Exercise directions »
Carry on the piece about drunk driving and traffic deaths, starting after its final sentence.

Source passage »
# # #

A friend recently became the President of the Calgary chapter of MADD (Mothers Against Drunk Driving). I am a strong proponent of MADD, checkstops, designated driver programs, etc. because they save lives.

However, focusing on drunk driving is like focusing on drunk shooting ("Shoot responsibly" and "Don't drink and shoot") or mixing alcohol with other drugs ("Shoot up responsibly"). Those who are rightly concerned about traffic deaths due to drunk drivers, are actually concerned about traffic deaths, period. Some automobile deaths are undoubtedly caused by drunk driving. The rest are just caused by driving.

Worldwide, the equivalent of the whole city of Calgary is killed every year due to automobile accidents. It's worse than murder and war together, worse than malaria, worse than suicide. We're just finished MOvember, the annual funding drive for ending prostate cancer, but prostate cancer kills less than a quarter the number of people killed by automobiles. Where's the funding drive for finding alternatives to cars?

# # #

Record excerpts »

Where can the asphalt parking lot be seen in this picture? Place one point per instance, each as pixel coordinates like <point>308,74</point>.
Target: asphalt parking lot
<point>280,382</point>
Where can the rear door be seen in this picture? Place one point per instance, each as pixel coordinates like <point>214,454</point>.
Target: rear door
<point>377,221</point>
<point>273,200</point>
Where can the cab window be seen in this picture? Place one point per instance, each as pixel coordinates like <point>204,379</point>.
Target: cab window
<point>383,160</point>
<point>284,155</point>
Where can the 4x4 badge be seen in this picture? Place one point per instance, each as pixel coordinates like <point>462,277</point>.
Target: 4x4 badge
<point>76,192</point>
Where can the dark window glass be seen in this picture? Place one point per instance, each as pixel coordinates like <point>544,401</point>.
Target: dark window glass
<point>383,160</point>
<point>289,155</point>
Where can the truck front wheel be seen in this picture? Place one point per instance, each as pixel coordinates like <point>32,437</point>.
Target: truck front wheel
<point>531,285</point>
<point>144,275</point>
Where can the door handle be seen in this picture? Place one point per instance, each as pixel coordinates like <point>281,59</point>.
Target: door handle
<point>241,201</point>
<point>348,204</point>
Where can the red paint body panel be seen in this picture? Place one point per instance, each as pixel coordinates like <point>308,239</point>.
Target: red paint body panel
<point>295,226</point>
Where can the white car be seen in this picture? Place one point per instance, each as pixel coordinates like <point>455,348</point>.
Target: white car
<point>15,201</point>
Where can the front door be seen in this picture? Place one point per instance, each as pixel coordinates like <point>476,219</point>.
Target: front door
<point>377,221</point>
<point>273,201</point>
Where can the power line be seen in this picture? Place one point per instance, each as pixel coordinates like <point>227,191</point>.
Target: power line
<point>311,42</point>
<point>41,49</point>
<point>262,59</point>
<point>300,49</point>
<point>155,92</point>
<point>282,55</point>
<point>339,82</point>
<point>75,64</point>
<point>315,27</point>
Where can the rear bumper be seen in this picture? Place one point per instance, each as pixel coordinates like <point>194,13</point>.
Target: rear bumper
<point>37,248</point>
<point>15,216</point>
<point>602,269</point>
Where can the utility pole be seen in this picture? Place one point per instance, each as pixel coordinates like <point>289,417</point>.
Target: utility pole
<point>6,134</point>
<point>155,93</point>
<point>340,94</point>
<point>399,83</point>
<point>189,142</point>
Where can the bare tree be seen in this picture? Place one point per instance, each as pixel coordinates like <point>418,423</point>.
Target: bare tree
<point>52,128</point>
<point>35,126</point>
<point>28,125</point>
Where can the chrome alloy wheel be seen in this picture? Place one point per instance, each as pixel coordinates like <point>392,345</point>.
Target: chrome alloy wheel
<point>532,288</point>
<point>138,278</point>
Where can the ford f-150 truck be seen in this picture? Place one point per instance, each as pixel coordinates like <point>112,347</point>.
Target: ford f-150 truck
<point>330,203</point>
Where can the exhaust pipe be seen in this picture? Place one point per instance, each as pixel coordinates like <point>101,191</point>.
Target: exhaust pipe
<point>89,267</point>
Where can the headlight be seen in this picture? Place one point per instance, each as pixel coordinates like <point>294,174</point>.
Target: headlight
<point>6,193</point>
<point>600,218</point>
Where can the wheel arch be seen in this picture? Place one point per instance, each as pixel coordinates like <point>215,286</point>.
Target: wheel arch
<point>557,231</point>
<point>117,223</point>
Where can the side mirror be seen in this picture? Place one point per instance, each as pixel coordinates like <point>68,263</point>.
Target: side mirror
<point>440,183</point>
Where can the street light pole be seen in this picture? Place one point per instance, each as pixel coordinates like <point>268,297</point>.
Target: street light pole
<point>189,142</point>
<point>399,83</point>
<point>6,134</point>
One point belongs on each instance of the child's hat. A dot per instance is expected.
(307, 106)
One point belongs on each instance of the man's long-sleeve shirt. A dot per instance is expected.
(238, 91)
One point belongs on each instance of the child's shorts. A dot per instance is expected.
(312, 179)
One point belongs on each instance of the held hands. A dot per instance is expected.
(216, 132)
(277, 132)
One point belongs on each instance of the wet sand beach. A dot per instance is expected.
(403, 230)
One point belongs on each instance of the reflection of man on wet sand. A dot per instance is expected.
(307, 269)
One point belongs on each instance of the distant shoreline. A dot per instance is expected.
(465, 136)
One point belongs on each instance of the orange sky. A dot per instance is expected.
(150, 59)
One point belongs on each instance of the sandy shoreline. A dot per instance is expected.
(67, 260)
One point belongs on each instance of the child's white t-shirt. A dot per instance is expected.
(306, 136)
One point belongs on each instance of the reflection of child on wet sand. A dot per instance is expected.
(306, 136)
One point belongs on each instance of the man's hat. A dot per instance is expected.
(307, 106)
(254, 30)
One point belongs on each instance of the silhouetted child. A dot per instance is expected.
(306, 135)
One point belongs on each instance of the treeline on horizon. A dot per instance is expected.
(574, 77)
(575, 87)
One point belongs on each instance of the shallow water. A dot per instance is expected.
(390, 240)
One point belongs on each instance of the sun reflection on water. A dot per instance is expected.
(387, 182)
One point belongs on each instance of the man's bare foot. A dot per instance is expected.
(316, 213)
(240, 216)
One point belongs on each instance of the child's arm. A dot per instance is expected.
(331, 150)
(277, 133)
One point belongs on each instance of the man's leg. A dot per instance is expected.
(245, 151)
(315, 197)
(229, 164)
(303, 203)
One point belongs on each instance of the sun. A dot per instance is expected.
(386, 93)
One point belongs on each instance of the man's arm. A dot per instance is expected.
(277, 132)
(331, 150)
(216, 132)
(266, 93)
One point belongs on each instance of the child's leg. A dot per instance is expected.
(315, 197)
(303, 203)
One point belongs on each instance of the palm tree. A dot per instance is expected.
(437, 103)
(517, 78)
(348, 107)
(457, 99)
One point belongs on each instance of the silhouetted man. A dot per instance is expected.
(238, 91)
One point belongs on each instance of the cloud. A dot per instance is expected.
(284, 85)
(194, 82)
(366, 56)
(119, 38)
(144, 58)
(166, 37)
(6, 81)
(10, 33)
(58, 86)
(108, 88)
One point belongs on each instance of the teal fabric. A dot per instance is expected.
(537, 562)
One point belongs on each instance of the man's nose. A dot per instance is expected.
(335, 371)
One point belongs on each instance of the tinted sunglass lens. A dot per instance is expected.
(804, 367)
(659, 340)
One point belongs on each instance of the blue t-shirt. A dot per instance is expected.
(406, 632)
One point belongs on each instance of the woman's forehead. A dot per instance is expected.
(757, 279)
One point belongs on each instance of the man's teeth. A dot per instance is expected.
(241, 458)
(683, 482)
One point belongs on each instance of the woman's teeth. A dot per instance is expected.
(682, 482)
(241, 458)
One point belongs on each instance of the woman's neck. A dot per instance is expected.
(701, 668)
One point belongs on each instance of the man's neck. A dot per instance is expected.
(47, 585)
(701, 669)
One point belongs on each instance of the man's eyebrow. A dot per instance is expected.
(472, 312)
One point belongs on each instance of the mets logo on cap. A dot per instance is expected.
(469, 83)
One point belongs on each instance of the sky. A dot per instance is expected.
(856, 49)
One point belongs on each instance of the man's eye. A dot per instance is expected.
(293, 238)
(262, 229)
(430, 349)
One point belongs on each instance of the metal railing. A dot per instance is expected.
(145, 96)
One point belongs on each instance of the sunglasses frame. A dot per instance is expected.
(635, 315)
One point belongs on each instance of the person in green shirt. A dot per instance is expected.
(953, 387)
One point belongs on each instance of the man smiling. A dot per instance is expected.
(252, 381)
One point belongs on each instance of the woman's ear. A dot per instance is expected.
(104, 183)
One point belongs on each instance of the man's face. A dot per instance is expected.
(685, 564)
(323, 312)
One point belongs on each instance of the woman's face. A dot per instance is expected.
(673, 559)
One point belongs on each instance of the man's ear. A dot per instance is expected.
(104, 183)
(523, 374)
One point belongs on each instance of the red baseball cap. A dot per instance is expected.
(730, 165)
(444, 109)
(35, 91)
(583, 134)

# # #

Exercise response »
Focusing not just on the human deaths, what else do cars do? Injure people, obviously, not just directly but indirectly by discouraging exercise and promoting obesity. Kill animals. Pollute the environment, not just the air from exhaust but air and water from the mining and oil production required to build and support them. Encourage urban sprawl. Increase noise. Trigger foreign wars to secure access to fuel. If cars weren't so damnably comfortable and convenient, we would long since have banned them.

The fight against drunk driving is just a skirmish in a much bigger battle. We got along for a million years without cars; we don't actually "need" them. We've simply made the mistake of building cities for cars, and then wonder why it's hard to live in such cities without one.